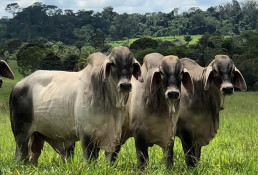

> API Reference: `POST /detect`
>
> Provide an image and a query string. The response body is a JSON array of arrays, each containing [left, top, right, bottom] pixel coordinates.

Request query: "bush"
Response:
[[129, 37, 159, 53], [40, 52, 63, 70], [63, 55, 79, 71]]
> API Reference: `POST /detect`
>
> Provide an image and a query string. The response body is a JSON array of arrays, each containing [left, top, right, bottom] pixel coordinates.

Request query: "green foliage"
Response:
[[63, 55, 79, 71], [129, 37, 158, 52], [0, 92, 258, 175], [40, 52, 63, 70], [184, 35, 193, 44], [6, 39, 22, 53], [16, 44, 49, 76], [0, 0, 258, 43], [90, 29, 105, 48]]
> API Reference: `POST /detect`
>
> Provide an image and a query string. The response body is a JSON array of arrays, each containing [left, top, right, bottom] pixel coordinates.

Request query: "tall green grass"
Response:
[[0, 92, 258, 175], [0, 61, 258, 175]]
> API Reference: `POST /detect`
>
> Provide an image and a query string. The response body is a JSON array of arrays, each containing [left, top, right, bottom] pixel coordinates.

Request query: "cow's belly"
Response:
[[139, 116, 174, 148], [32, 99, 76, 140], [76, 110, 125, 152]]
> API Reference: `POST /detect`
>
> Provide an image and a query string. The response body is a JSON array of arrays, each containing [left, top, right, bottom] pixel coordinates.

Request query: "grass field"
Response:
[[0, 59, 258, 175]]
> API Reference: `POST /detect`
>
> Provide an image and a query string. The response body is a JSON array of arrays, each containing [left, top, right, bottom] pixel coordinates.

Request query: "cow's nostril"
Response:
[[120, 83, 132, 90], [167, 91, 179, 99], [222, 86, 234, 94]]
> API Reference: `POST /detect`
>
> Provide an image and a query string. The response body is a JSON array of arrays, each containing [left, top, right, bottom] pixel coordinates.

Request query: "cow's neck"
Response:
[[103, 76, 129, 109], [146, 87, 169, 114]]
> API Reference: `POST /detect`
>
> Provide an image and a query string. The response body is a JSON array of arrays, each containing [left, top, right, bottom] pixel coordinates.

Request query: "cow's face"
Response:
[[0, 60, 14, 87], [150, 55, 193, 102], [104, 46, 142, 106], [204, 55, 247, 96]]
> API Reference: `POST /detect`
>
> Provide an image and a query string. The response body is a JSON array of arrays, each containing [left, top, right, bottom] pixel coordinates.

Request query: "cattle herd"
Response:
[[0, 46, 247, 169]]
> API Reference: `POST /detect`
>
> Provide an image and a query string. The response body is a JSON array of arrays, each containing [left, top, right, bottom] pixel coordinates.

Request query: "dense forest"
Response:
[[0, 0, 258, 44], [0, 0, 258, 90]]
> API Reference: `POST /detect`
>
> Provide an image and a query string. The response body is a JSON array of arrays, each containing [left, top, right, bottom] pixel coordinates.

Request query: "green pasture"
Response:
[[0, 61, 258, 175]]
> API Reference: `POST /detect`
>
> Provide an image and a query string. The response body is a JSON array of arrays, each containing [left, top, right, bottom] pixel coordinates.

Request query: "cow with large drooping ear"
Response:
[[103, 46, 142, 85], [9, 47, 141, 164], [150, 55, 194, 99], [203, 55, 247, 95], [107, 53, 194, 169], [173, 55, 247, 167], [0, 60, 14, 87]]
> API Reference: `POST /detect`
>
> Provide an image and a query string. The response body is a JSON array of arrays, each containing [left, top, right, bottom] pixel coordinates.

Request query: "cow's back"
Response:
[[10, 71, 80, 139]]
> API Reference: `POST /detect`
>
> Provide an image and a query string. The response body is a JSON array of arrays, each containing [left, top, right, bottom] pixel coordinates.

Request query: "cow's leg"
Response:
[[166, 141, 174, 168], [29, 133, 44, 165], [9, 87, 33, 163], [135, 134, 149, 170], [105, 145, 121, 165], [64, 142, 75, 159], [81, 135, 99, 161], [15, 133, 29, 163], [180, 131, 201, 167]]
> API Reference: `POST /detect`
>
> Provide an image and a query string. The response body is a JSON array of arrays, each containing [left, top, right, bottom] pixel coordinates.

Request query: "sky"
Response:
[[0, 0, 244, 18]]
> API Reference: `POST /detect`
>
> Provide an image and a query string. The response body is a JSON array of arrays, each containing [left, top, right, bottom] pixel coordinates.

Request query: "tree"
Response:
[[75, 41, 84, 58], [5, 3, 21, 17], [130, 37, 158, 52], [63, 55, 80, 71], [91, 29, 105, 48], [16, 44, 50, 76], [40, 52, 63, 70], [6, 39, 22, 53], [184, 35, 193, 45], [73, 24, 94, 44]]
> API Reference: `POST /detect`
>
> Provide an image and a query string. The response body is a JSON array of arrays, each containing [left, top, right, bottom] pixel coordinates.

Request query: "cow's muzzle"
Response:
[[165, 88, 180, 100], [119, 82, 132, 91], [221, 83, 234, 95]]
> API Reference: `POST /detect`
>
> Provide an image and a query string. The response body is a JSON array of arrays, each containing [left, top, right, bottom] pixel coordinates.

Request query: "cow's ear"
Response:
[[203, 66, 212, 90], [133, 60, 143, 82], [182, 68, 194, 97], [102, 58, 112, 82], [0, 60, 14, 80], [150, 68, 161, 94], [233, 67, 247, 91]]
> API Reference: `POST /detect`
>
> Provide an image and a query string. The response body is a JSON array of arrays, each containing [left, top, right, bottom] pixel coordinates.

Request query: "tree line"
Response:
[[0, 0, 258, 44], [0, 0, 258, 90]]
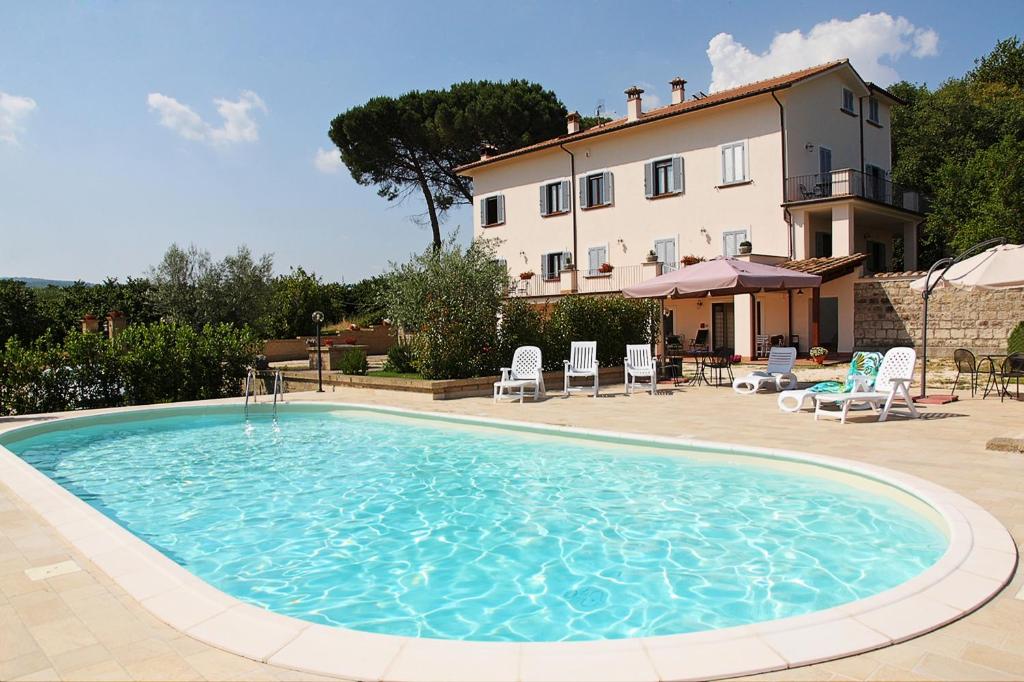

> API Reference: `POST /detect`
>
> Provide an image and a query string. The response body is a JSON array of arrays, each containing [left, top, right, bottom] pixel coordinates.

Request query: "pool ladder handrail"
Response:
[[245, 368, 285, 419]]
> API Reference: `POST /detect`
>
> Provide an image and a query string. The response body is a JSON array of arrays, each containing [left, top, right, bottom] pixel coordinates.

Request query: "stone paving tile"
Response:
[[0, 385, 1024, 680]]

---

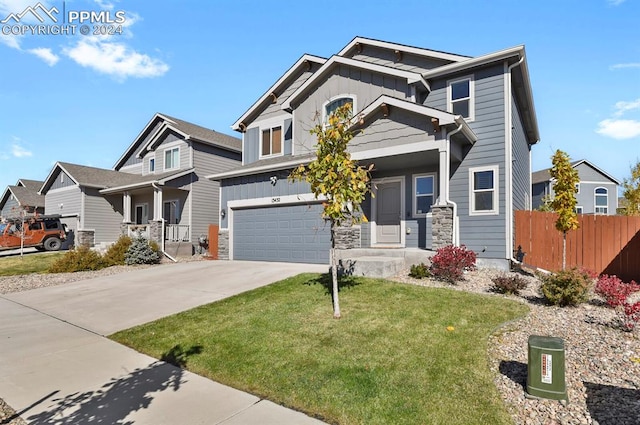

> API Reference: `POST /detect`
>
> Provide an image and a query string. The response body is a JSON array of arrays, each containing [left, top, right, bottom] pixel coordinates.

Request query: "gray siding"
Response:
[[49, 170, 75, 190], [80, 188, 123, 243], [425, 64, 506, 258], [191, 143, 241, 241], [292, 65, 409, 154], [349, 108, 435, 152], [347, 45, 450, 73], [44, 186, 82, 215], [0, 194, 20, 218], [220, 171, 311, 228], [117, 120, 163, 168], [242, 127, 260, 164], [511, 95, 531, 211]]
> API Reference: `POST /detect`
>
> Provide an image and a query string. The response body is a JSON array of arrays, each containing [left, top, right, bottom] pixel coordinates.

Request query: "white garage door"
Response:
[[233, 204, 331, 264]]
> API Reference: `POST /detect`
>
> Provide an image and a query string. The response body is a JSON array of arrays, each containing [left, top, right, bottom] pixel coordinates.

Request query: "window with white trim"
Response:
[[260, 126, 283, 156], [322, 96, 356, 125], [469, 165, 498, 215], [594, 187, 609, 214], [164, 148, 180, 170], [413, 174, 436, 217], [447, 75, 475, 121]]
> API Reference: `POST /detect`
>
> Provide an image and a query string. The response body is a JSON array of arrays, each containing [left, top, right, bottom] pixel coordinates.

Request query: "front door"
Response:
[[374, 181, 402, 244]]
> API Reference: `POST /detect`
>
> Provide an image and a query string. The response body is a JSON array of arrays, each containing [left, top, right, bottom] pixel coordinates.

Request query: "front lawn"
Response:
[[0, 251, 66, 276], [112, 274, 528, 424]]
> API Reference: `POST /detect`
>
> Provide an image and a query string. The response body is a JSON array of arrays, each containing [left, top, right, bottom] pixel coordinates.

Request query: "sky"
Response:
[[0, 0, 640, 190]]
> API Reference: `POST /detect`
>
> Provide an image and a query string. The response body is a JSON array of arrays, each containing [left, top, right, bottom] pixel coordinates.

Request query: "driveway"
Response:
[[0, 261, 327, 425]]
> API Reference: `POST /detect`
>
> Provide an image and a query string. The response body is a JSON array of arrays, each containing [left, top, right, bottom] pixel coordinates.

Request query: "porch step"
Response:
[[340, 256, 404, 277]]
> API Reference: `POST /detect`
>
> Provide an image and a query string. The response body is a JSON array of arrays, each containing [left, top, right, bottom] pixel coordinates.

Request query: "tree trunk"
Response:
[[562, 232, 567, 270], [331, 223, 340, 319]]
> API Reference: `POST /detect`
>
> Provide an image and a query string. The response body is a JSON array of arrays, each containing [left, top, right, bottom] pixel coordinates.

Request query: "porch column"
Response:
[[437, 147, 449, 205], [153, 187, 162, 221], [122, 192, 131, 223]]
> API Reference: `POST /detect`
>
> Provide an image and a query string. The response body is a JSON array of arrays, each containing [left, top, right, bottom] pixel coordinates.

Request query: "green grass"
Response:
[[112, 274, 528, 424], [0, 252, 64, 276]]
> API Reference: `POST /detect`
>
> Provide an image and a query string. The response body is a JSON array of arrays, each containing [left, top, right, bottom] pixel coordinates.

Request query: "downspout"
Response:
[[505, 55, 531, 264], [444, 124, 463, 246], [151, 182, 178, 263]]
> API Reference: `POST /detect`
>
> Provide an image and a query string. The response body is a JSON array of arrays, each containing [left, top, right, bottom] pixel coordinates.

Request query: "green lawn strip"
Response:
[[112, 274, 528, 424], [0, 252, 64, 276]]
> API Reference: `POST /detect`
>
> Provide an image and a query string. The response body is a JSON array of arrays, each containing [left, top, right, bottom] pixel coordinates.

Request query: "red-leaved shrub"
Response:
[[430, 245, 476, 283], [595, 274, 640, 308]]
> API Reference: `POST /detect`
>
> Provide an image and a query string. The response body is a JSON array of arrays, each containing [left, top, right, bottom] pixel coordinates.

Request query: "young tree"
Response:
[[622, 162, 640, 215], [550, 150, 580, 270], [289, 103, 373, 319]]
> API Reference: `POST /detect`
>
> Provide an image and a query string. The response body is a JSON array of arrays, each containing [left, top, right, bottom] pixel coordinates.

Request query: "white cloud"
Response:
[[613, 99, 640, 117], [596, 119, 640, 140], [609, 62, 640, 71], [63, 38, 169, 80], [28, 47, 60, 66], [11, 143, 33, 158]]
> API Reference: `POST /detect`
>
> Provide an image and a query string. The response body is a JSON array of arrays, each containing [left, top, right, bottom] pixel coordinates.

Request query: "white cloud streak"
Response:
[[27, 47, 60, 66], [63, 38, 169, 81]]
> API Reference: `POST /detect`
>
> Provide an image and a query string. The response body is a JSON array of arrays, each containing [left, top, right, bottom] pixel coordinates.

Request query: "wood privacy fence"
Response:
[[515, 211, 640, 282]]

__WRITTEN EXERCISE__.
Which lines in the records above contain the word "lawn"? List each of those lines in full.

__RESPONSE TO THIS EXERCISE__.
Request query: "front lawn"
Request query: "green lawn strip"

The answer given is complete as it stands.